- _PROBLEM DETAILS_
What do the lines from the one containing "the rock outcrop" through the end of the entries say? Quote them exactly, and only them.

# # #

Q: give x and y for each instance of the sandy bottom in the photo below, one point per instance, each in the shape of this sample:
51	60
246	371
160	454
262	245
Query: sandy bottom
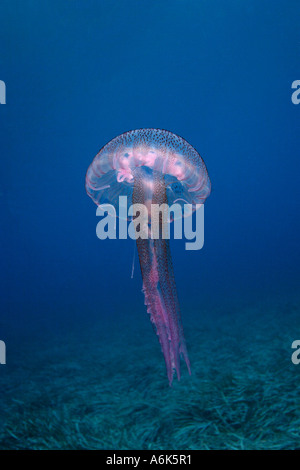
106	387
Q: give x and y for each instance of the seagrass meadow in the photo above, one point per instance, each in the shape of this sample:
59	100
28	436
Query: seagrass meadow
169	100
87	393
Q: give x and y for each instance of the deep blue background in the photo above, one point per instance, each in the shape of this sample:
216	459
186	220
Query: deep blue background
78	73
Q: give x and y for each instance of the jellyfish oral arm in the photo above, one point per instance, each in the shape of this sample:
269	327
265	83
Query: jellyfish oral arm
159	282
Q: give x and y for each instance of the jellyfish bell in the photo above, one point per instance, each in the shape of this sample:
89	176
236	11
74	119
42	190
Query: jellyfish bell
112	172
153	167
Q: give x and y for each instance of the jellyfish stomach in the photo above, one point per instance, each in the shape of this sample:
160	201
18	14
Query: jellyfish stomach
159	283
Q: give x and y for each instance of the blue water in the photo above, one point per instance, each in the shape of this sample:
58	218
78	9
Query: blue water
78	74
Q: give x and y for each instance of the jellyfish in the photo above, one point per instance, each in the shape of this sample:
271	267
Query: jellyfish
153	166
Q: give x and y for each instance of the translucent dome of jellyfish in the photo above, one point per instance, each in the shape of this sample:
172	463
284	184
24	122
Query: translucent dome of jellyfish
153	166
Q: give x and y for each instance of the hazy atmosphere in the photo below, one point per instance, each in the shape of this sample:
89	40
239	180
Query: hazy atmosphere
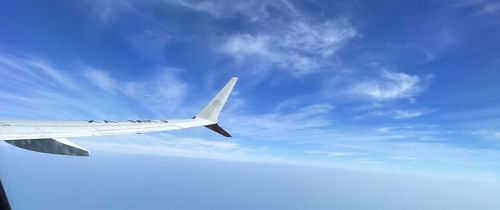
339	104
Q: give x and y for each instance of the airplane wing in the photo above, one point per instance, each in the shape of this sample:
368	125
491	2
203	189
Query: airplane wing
50	136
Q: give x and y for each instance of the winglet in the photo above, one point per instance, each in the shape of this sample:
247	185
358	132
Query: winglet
212	110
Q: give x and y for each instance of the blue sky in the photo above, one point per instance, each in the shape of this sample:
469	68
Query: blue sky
407	87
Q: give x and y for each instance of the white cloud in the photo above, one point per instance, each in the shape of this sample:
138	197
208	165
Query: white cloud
334	154
35	88
389	86
405	114
299	47
252	10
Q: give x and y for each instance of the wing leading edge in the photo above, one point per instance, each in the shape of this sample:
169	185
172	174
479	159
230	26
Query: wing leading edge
50	136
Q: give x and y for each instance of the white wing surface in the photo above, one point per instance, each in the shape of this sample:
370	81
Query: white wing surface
50	136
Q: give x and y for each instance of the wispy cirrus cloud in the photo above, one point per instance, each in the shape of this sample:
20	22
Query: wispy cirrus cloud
300	47
65	94
389	86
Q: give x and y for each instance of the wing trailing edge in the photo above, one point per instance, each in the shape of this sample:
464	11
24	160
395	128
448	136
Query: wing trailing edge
212	110
57	146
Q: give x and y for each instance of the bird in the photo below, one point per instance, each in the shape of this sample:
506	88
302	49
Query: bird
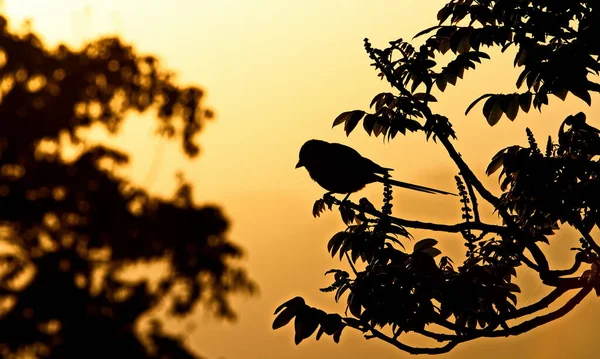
341	169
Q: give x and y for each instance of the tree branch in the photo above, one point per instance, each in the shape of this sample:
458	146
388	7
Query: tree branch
541	320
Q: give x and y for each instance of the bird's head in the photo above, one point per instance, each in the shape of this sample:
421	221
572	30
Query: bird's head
309	151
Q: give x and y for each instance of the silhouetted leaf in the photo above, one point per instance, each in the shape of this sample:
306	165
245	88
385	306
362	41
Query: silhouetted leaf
305	324
525	101
369	123
352	121
422	96
284	317
477	101
495	112
424	244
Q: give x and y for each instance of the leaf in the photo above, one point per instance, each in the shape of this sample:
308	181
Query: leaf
319	333
444	13
305	324
423	96
341	290
512	287
336	241
292	303
424	244
331	323
497	162
421	33
495	113
441	83
398	230
477	101
369	122
347	214
343	117
284	318
525	101
338	334
352	121
561	94
582	94
354	305
513	108
432	251
379	97
318	207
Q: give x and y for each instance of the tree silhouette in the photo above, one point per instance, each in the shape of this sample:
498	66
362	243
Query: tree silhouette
391	291
71	229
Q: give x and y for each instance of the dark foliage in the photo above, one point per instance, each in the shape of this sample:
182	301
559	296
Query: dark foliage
70	228
544	188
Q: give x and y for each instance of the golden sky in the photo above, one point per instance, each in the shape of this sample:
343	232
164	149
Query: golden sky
277	73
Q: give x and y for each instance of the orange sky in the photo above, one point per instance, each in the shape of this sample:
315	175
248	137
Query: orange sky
277	73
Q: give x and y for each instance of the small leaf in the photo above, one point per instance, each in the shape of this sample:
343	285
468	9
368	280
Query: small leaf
477	101
423	96
284	318
354	305
336	242
352	121
512	287
513	108
562	94
495	114
582	94
525	101
338	334
305	324
343	117
369	122
434	252
497	162
424	244
292	303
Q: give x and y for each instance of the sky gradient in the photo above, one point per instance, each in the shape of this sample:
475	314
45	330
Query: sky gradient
277	73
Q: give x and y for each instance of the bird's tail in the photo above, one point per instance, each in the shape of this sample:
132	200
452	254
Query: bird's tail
414	187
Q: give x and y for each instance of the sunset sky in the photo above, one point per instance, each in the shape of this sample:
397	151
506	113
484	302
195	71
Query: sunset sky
277	73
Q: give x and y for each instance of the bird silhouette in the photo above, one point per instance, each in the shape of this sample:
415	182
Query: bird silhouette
341	169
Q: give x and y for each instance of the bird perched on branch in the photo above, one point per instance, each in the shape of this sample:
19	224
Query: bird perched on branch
341	169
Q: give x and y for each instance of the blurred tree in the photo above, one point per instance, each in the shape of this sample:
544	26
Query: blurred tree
391	291
71	230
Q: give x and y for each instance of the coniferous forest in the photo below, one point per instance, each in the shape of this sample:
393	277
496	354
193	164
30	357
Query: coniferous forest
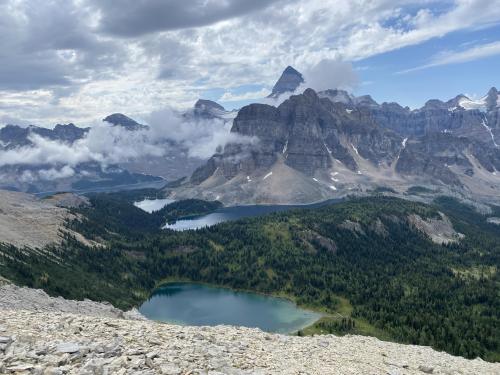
360	262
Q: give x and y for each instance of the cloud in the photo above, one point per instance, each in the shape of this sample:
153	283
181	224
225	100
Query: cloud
168	132
458	57
54	174
326	74
201	137
249	95
79	60
331	74
132	18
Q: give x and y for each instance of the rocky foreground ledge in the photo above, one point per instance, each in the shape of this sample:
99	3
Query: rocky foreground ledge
87	338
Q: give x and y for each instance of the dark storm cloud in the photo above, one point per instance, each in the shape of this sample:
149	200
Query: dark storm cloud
131	18
51	45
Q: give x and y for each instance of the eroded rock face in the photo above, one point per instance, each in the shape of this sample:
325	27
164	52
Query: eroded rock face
308	133
28	221
61	343
439	230
289	81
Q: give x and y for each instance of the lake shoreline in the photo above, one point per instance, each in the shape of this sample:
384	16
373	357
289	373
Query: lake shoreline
284	297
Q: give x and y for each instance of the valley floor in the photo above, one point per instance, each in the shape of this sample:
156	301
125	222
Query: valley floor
38	341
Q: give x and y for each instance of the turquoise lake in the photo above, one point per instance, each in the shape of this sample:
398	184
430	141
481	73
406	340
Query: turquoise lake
201	305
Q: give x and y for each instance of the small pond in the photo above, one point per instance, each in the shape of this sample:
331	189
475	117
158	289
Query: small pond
202	305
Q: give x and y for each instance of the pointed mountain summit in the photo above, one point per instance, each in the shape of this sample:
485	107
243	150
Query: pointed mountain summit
289	81
492	99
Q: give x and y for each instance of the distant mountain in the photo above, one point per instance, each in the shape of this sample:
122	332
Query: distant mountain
316	146
12	136
289	81
174	163
207	109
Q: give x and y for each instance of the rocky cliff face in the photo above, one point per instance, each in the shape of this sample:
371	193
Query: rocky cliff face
289	81
347	144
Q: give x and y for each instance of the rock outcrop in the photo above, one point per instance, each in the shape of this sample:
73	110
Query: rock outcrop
35	223
42	339
289	81
347	144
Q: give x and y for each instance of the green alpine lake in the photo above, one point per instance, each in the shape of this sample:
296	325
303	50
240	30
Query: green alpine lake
202	305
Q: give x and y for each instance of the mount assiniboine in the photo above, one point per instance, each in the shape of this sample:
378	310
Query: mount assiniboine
320	145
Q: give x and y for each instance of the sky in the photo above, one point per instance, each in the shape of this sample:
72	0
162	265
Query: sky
77	61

# # #

- _WRITTEN ANSWER_
Q: give x and y for each instance of the rock outcrop in the photo above, one point per instance, each in the shape of this sample:
73	110
Query: rock outcrop
35	223
42	339
289	81
347	144
Q: give x and y for each instance of the green alpine lake in the photo above, one point per instance, each in the shape of this sample:
296	325
303	50
240	30
Query: green alpine lake
202	305
Q: give x and y for each instance of the mount assiniboine in the photo above, one point per instance, each in the shape of this sample:
378	310
Query: mount assiniboine
320	145
Q: give x and y for each instance of the sky in the photo above, one point per instance, each in the shape of this sample:
72	0
162	265
Query: sky
77	61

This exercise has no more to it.